Expectation Considerations for the Military Member when Readjusted to Family After Deployment:
· Don’t jump back into parenting, especially where discipline is concerned. You’ve likely been with other Soldiers, Airmen, Marines, or Seamen. You cannot treat your kids the same way you can your comrades in war. Take it easy on the kids at first. Don’t barge in as the heavy-weight parent.
· Expect that your spouse who stayed home may have coped well and gotten into a routine while you were gone. Don’t be hurt that he or she coped so well. You’ll both have to allow each other back into your lives. Try to avoid making important family decisions for several weeks to allow everyone to readjust.
· You may experience a culture shock. Your home and family routine may feel foreign to you. Give yourself grace and time as you readjust to not being “down range.”
· Be honest about what you need. Gently communicate with your spouse and avoid just trying to please them if it will send you “over the edge.”
· Be prepared for some awkwardness in your intimacy with your spouse and kids.
Reintegration after Deployment – What to Expect the First Week at Home:
· You will have the emotions of excitement and anxiety. Try not to plan too much that week. The military member needs to catch up on sleep and unpack their deployment luggage. To prepare for this week, several weeks before your military member gets home, send them some questions about the expectations of their time back home for the first week and what things he/she would like to do that week. Ask your military member what you can do to help them adjust that first week.
· Be prepared for some awkwardness in your intimacy with your spouse. Hold off on discussing any big issues as you readjust to one another. Don’t expect to pick up where you left off as a couple but take some time to “get in the groove again” emotionally and physically.
· Your military member may have trouble sleeping for a while. He or she is used to different work shifts and time zones.
Reintegration after Deployment – What to Expect the First Six Weeks to Two Months at Home:
· After the first week of adjustment, this period may result in more conflict as everyone struggles to adjust to life as a family. Anticipate disagreeing about finances, parenting, and decision-making authority.
· The military member may still not be comfortable talking about what happened on deployment. The spouse who stayed home needs to be patient.
· By the end of this stage, begin to redefine the new normal with new rules, routines, and expectations.
Trust me! It will get better! You and your spouse need to pray for patience and understanding. You can be built better than you were before with a little work and time.
· If you are still struggling, counseling is a great option. Check out these options available to service members and their families. Honestly, counseling is something I feel should be part of the military family life. Our family managed to stay in tack for 25 years while serving in the armed forces, but we periodically needed counseling, individually, as a couple, and as a family. Military families’ lives are hard; don’t go it alone. Consider support groups on your military installation also.

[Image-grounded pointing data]

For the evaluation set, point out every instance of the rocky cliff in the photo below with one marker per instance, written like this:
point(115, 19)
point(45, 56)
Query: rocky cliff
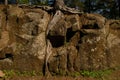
point(76, 41)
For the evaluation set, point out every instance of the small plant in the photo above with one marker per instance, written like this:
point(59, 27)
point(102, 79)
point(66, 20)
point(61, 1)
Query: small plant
point(96, 74)
point(12, 73)
point(9, 73)
point(73, 74)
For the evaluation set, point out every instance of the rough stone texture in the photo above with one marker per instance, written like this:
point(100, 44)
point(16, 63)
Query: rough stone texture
point(79, 42)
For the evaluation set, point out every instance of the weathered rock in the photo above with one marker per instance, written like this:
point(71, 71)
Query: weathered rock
point(1, 74)
point(78, 41)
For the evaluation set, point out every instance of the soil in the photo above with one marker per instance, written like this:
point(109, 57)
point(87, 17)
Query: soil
point(113, 76)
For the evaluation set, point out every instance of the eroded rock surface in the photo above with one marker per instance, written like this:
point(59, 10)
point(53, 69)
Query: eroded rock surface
point(79, 41)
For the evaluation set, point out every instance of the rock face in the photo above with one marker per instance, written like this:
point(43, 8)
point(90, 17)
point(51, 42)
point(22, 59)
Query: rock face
point(79, 41)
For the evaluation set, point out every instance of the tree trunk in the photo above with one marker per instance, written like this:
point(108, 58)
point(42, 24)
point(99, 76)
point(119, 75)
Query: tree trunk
point(6, 2)
point(60, 5)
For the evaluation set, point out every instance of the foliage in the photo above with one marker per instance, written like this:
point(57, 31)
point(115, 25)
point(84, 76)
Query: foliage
point(96, 74)
point(12, 73)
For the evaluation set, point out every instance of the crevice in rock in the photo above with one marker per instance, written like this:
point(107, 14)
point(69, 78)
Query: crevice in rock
point(35, 31)
point(70, 33)
point(56, 41)
point(7, 56)
point(94, 26)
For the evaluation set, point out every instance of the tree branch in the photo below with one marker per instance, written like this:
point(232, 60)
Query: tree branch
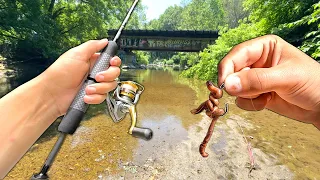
point(64, 32)
point(51, 6)
point(57, 13)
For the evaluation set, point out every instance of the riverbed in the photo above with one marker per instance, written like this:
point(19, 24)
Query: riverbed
point(100, 149)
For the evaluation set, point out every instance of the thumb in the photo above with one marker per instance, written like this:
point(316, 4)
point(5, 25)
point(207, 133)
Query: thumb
point(86, 50)
point(256, 81)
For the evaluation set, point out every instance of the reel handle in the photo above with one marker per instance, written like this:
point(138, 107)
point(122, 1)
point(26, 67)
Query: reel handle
point(78, 108)
point(143, 133)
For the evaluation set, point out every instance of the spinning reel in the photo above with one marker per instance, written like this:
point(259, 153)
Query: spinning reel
point(122, 101)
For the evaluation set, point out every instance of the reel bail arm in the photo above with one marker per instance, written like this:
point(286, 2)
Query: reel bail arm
point(122, 101)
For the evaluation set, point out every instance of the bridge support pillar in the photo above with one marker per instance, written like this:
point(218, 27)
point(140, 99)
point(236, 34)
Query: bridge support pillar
point(127, 57)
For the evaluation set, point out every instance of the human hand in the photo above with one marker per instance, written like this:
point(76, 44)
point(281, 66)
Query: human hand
point(64, 77)
point(268, 72)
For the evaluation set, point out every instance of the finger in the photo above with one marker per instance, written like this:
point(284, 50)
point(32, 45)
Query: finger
point(87, 49)
point(215, 91)
point(93, 59)
point(210, 106)
point(260, 52)
point(213, 100)
point(109, 75)
point(199, 109)
point(115, 61)
point(94, 98)
point(255, 104)
point(250, 97)
point(258, 81)
point(101, 88)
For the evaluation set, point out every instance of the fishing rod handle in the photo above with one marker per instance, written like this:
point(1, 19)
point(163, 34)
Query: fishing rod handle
point(78, 108)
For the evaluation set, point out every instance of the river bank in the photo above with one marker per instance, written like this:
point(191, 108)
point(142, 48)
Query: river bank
point(100, 149)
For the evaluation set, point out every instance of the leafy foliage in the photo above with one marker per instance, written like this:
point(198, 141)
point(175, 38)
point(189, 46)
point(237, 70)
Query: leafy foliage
point(43, 29)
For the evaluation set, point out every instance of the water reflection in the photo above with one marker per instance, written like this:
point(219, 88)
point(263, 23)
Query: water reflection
point(101, 149)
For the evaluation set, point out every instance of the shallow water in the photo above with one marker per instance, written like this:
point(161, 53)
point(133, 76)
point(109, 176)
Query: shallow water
point(101, 149)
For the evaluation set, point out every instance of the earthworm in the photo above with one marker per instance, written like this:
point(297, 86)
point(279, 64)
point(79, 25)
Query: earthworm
point(212, 110)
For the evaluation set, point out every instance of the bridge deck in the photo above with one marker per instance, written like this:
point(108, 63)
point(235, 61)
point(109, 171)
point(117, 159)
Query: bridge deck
point(161, 33)
point(158, 40)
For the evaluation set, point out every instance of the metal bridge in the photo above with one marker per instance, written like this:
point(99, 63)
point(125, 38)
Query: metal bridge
point(157, 40)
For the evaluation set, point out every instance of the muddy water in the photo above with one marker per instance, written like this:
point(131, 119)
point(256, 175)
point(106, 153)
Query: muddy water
point(100, 149)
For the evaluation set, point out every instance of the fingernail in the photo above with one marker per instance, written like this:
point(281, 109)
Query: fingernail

- **Description of the task**
In the text on reintegration after deployment, what reason is given for why the military member may have trouble sleeping for a while?

- **Expected output**
The military member is used to different work shifts and time zones.